■ Given text
━━━━━━━━━━
Crystallizing Knowledge with a Learning Machine

UConn research was the cover story in a recent edition of the journal CrystEngComm.
UConn research was the cover story in a recent edition of the journal CrystEngComm.

Transforming a new drug from a set of liquid ingredients in a lab to a pill in a box can be an exercise in complex chemistry. To better understand how drug ingredients crystallize, UConn researchers mined a vast collection of experimental data provided by Pfizer. They reported their findings in the Feb. 28 cover story of the journal CrystEngComm.

Many medicines are taken in solid crystalline form as pills. But figuring out the best way to coax a drug into solid form is a tricky problem. There are many different solvents that drug ingredients could be dissolved in, and many different procedures that might get the drug to crystallize. Processing conditions, such as temperature and pressure, can also have a profound effect. There are so many different variables – things that could change the outcome – involved that machine learning might be the best way to attack such a complicated problem.
━━━━━━━━━━
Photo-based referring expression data

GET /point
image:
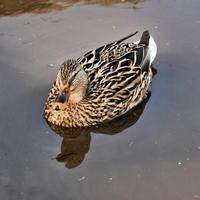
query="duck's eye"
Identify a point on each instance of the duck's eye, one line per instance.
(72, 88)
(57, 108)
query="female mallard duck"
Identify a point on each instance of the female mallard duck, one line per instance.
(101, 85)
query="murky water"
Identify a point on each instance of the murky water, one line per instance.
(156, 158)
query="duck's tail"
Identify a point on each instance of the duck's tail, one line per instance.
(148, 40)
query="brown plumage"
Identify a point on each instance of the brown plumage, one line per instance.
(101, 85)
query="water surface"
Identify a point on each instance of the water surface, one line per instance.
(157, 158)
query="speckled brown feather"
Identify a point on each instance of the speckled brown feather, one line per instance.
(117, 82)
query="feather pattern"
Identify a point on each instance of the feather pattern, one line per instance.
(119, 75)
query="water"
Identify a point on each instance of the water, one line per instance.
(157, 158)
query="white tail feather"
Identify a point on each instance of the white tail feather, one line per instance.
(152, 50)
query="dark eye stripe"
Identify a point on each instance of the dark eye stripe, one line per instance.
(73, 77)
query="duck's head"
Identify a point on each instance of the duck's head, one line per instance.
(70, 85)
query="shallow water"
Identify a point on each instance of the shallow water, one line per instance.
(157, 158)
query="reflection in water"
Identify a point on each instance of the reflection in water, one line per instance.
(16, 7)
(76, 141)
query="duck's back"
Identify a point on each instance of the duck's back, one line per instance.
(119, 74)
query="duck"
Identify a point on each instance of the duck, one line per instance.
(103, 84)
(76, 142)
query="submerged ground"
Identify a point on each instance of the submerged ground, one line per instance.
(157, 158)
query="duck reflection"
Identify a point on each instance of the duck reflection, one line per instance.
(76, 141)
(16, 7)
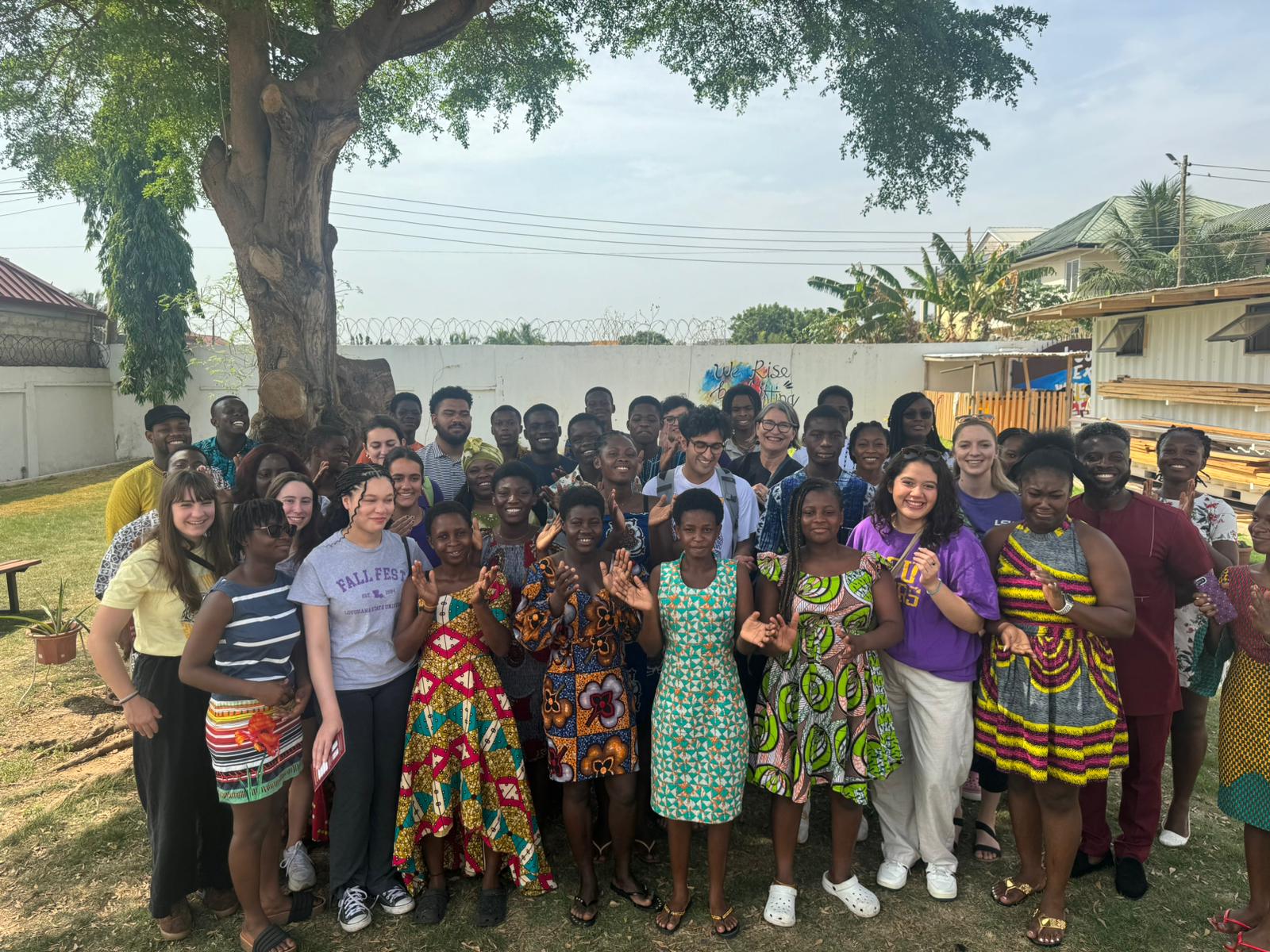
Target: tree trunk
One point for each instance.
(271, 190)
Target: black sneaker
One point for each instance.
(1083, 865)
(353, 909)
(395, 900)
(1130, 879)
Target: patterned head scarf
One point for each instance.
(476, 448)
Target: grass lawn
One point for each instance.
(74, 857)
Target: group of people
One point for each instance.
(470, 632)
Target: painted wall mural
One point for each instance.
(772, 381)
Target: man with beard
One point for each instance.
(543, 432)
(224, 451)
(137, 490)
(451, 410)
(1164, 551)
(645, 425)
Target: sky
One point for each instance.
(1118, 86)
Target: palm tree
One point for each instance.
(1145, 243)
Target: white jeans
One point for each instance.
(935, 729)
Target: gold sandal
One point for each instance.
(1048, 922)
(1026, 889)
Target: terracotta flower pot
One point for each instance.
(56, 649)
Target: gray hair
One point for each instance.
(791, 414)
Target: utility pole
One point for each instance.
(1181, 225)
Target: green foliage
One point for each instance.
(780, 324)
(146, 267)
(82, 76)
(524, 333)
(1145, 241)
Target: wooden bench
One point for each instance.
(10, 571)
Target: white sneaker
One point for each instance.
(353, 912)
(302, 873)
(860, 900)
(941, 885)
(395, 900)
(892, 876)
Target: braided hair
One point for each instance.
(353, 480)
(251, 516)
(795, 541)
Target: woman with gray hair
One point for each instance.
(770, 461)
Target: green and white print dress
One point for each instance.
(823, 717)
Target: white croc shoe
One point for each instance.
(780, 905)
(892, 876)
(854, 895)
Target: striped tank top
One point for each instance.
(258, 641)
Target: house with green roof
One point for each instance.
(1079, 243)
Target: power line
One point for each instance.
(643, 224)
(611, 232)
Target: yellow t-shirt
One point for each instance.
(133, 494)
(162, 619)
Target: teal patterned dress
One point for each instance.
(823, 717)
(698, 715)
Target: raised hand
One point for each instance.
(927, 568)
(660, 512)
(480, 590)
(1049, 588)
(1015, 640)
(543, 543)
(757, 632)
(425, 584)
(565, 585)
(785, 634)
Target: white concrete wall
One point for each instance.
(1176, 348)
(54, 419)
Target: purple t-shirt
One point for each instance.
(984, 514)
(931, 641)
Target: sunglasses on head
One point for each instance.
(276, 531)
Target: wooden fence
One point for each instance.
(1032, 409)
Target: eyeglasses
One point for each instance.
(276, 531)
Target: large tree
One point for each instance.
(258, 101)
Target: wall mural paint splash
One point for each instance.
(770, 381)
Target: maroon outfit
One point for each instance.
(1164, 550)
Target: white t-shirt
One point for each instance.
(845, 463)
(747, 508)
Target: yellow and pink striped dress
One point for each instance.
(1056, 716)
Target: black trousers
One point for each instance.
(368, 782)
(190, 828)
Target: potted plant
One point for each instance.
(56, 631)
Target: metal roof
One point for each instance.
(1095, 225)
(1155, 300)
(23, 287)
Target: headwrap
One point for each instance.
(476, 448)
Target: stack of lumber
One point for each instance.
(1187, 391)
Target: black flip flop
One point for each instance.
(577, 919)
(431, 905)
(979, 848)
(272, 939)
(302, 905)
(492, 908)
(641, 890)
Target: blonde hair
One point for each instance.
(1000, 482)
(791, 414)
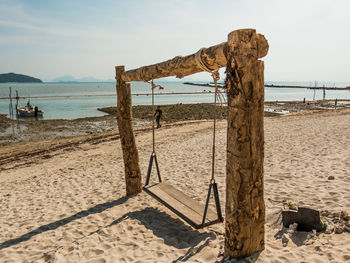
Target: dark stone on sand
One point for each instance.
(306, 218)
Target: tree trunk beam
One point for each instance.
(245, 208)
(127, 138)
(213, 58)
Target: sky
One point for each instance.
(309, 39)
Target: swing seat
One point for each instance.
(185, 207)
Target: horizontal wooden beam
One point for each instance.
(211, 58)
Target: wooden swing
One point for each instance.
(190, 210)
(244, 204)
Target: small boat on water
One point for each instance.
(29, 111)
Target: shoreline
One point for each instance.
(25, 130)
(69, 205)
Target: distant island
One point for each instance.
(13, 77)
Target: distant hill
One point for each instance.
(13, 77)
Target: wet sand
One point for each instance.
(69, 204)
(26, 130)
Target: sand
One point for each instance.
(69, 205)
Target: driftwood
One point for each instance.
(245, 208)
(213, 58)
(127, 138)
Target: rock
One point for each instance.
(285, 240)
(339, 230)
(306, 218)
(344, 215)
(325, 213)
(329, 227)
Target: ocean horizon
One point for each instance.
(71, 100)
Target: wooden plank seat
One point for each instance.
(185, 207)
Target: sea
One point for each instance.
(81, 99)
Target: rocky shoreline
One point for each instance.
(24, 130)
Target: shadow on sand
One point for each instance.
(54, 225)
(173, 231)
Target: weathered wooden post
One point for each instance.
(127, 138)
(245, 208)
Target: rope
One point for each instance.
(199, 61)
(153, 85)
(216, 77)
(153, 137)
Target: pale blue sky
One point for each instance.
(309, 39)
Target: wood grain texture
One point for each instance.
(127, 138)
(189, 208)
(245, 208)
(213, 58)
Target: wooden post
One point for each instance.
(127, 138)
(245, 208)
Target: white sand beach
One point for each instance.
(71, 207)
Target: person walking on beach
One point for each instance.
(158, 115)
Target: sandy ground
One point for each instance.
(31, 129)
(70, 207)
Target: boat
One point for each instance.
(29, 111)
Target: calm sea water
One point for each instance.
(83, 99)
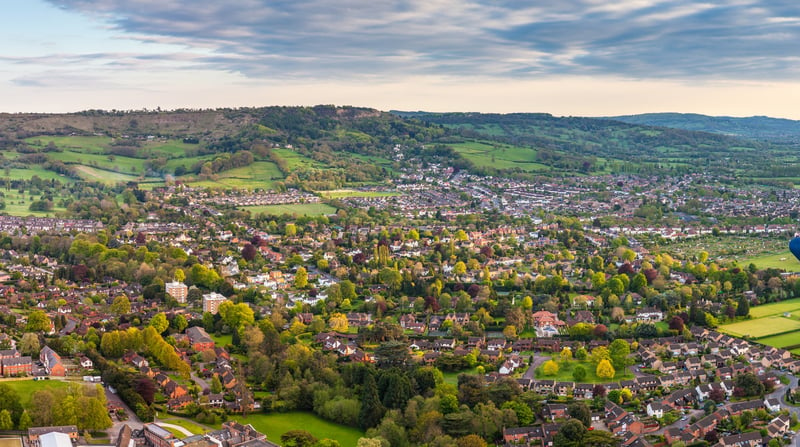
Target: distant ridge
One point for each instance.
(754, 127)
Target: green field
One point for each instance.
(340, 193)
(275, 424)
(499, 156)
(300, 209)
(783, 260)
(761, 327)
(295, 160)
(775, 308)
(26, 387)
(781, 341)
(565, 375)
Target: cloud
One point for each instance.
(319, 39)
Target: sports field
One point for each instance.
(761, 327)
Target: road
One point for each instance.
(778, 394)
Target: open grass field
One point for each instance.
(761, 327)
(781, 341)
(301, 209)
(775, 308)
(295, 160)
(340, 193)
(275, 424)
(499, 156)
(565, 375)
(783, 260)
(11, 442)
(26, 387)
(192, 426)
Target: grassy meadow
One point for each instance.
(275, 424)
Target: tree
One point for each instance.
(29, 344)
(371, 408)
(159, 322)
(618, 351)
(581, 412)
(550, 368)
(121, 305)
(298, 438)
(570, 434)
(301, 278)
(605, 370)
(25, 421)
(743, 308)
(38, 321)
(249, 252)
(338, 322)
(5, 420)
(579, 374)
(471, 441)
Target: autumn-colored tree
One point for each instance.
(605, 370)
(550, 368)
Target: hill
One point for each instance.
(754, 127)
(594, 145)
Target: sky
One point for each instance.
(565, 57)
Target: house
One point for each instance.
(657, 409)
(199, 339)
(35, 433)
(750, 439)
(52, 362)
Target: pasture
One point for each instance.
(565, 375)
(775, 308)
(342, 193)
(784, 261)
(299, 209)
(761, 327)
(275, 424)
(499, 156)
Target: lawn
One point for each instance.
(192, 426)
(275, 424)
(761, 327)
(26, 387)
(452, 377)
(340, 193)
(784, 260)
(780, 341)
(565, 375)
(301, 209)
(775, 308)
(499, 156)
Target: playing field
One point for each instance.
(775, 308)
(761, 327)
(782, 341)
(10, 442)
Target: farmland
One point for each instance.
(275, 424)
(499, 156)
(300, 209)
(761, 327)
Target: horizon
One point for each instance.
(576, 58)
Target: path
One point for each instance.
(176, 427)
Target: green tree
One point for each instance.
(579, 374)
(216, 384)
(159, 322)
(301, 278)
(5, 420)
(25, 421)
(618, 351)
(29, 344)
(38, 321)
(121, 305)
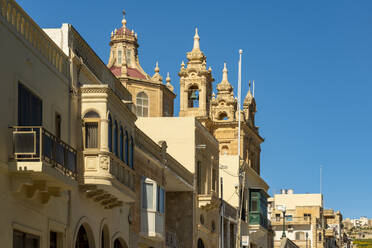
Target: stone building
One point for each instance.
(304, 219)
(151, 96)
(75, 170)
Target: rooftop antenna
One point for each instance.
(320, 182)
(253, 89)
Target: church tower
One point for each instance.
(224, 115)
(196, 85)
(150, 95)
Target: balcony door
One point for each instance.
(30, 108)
━━━━━━━━━━
■ Task instructions
- a) List every organization or publication named in the article on drug crystallization.
- b) Set down the part of the drug crystallization article from "Crystallizing Knowledge with" to "story of the journal CrystEngComm.", word for word.
- c) Write the next part of the article on machine learning and drug crystallization, picking up after its last sentence.

■ Responses in order
- a) UConn, Pfizer, CrystEngComm

- b)
Crystallizing Knowledge with a Learning Machine

UConn research was the cover story in a recent edition of the journal CrystEngComm.
UConn research was the cover story in a recent edition of the journal CrystEngComm.

Transforming a new drug from a set of liquid ingredients in a lab to a pill in a box can be an exercise in complex chemistry. To better understand how drug ingredients crystallize, UConn researchers mined a vast collection of experimental data provided by Pfizer. They reported their findings in the Feb. 28 cover story of the journal CrystEngComm.

- c)
Pfizer formed a collaboration with UConn materials scientist Serge Nakhmanson and his colleagues in the Department of Materials Science and Engineering to evaluate machine learning approaches for their usefulness. Data mining, they hoped, could help figure out the best way to get a pharmaceutical compound to crystallize. Using Pfizer’s data and relevant expertise, the UConn materials team tested three different computer algorithms. The algorithms are referred to as machine learning because the computer uses them to build mathematical models of the data, find patterns, and then ‘learn’ from those patterns to make accurate predictions.

Nakhmanson’s graduate student, Ayana Ghosh, found that the Random Forest Regression (RFR) algorithm provided the most accurate crystallization predictions. In addition, RFR was the only one able to identify traits that would make pharmaceutical molecules easier to crystallize; for example, if a molecule weighs less than X amount and has a certain number of hydrogen bonds, the probability it can be successfully crystallized is increased.

“This is precisely the sort of information that a synthetic chemist would need in order to decide how to make a new drug in the form of a pill,” says Nakhmanson. “The RFR machine learning technique is really helpful in addressing which parameters are important for crystallization and which ones are not.”